Provided records:
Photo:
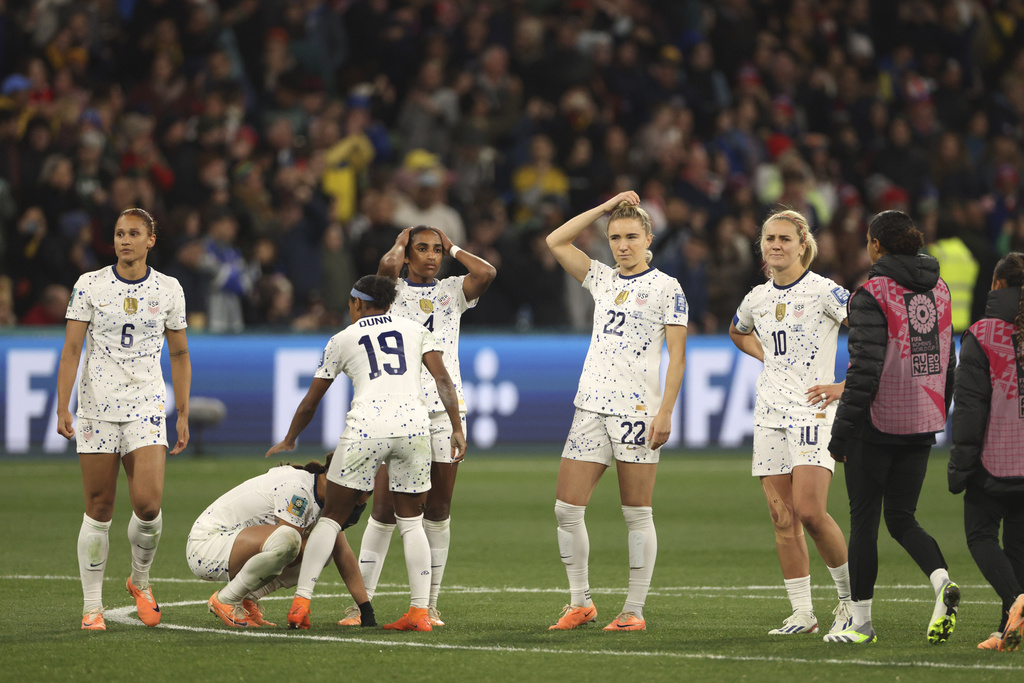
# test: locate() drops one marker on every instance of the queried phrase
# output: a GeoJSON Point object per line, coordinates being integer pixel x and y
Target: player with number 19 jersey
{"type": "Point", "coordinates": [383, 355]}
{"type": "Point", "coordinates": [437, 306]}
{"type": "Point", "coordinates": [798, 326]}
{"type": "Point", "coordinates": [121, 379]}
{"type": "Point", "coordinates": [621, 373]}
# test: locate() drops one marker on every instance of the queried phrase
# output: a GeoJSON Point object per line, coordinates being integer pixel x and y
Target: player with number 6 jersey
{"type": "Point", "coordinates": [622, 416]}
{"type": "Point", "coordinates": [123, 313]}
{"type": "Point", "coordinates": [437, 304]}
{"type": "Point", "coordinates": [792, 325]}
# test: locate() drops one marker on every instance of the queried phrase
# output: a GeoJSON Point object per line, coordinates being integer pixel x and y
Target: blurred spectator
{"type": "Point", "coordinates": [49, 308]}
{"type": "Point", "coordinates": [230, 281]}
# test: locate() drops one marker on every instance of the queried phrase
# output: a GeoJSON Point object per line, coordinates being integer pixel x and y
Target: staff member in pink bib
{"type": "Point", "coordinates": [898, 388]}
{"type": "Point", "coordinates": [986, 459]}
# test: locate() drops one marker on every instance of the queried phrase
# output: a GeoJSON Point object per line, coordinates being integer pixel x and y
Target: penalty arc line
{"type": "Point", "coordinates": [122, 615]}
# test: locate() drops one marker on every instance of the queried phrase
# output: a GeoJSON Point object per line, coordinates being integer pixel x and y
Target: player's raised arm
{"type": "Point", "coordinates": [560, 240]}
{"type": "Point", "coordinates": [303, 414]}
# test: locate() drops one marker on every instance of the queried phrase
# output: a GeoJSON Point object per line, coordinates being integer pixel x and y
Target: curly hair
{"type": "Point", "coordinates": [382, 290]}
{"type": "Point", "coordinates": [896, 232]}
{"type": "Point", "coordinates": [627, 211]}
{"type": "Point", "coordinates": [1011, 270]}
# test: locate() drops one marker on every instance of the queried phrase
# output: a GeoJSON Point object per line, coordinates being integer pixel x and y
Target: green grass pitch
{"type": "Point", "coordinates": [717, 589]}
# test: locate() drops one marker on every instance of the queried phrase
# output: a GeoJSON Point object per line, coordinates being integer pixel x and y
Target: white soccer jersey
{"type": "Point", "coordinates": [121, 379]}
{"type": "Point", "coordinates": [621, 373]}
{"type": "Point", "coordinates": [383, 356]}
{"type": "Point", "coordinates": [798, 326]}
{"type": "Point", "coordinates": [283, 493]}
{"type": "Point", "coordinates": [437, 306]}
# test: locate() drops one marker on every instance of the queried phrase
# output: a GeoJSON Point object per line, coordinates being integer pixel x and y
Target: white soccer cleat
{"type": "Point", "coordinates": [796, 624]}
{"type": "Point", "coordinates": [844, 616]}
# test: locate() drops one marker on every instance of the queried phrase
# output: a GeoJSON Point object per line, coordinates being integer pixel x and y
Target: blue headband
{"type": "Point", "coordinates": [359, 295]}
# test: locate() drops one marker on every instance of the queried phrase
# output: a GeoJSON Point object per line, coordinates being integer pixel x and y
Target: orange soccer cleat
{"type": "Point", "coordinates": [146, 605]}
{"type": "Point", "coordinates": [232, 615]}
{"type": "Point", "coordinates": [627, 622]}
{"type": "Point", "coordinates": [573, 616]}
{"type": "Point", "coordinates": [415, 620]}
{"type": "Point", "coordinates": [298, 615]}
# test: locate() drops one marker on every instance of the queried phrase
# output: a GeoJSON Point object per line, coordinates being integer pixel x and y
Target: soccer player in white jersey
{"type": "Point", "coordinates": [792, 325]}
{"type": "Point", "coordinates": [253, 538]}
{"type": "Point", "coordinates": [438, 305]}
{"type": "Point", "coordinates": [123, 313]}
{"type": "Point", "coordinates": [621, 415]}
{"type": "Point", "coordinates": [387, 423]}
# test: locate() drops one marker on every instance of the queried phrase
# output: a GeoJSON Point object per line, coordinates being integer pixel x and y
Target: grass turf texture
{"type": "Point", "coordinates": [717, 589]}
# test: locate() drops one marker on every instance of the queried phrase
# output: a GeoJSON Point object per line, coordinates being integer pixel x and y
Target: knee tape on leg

Task description: All of the entries above should be copied exactly, except for the pictures.

Solution:
Photo:
# test: locate() drops one marker on every instance of the queried phrase
# output: a GeoJSON Point object per line, coordinates being integer pixel x and y
Target: player with number 19 jersey
{"type": "Point", "coordinates": [383, 355]}
{"type": "Point", "coordinates": [437, 306]}
{"type": "Point", "coordinates": [798, 326]}
{"type": "Point", "coordinates": [121, 379]}
{"type": "Point", "coordinates": [621, 373]}
# test: locate() drops one marker on every instance of the queried phrase
# output: a GeoJSON Point object per line, coordinates being integer pixel x and y
Target: player with number 6 jersey
{"type": "Point", "coordinates": [622, 416]}
{"type": "Point", "coordinates": [123, 313]}
{"type": "Point", "coordinates": [437, 304]}
{"type": "Point", "coordinates": [792, 325]}
# test: locate() drops one marker on every instance of the queried phrase
# output: a GeoJSON Point object per line, coordinates being integer pixel x and y
Target: blurred spectator
{"type": "Point", "coordinates": [49, 308]}
{"type": "Point", "coordinates": [230, 281]}
# test: locate() drops one marker on every instance of the queried phrase
# output: a GeoJSON Point object per line, coordinates being integer pixel x and y
Target: staff member in pink bib
{"type": "Point", "coordinates": [898, 388]}
{"type": "Point", "coordinates": [986, 459]}
# test: locate() drops one marker on every instance of the queried phrase
# output: a GeoJSON Point object per line, coordinates being integer pixel x and y
Target: penalty arc line
{"type": "Point", "coordinates": [122, 615]}
# test: locate() drops one marker on every instance of the queried phrase
# output: a GeoJSON Point object per line, coordinates being integer pixel x and y
Target: player's raised arm
{"type": "Point", "coordinates": [560, 240]}
{"type": "Point", "coordinates": [303, 414]}
# test: locate() drops one marker on every instance of the queried phrase
# output: a GeoJSON Point object per line, coordinates being integer pixel x and y
Target: curly hair
{"type": "Point", "coordinates": [382, 290]}
{"type": "Point", "coordinates": [896, 232]}
{"type": "Point", "coordinates": [627, 211]}
{"type": "Point", "coordinates": [1011, 270]}
# test: locate() drops one marker on every instance of the queried phrase
# output: a GeoJSON Point object per line, coordinates being integer pixel x and y
Target: green grass pitch
{"type": "Point", "coordinates": [717, 589]}
# test: locate() drops one marker on every instance of the queried phrase
# output: a GeoJSON Point object per line, coordinates being integer pixel x and y
Target: white soccer jersey
{"type": "Point", "coordinates": [121, 379]}
{"type": "Point", "coordinates": [621, 373]}
{"type": "Point", "coordinates": [383, 356]}
{"type": "Point", "coordinates": [798, 326]}
{"type": "Point", "coordinates": [283, 493]}
{"type": "Point", "coordinates": [437, 306]}
# test: locate() drops one marker on every instance of the queried phrase
# output: a GeoJSON Point object per line, coordinates being integer pixel x and y
Target: white soccer cleat
{"type": "Point", "coordinates": [796, 624]}
{"type": "Point", "coordinates": [844, 616]}
# test: locate() drops one marker on every instance of the queried phrase
# output: a GeoJSON Point object per line, coordinates being integer pixel x and y
Target: blue headband
{"type": "Point", "coordinates": [359, 295]}
# test: locate() drops one marker on every instance of the queried phrase
# output: a GeoJSON Point object per line, coordinates being integer pixel x and y
Target: orange soccer cleat
{"type": "Point", "coordinates": [146, 605]}
{"type": "Point", "coordinates": [232, 615]}
{"type": "Point", "coordinates": [627, 622]}
{"type": "Point", "coordinates": [573, 616]}
{"type": "Point", "coordinates": [415, 620]}
{"type": "Point", "coordinates": [298, 615]}
# test: locate() drops one marker on every instance of the queried phrase
# output: a GeoJSON Point object per line, coordinates being integer pixel x and y
Target: soccer player in white jersey
{"type": "Point", "coordinates": [792, 325]}
{"type": "Point", "coordinates": [253, 538]}
{"type": "Point", "coordinates": [438, 305]}
{"type": "Point", "coordinates": [123, 313]}
{"type": "Point", "coordinates": [621, 415]}
{"type": "Point", "coordinates": [387, 423]}
# test: locate() drops one marker on every instance of the queried phrase
# output: a GeoJSON Point object per line, coordinates being integer pixel x and y
Target: grass turf texture
{"type": "Point", "coordinates": [717, 589]}
# test: locate() drops one marker on every instance of the queried phrase
# output: a GeoJSON Point object per line, coordinates being integer pixel x and y
Target: knee tape on leg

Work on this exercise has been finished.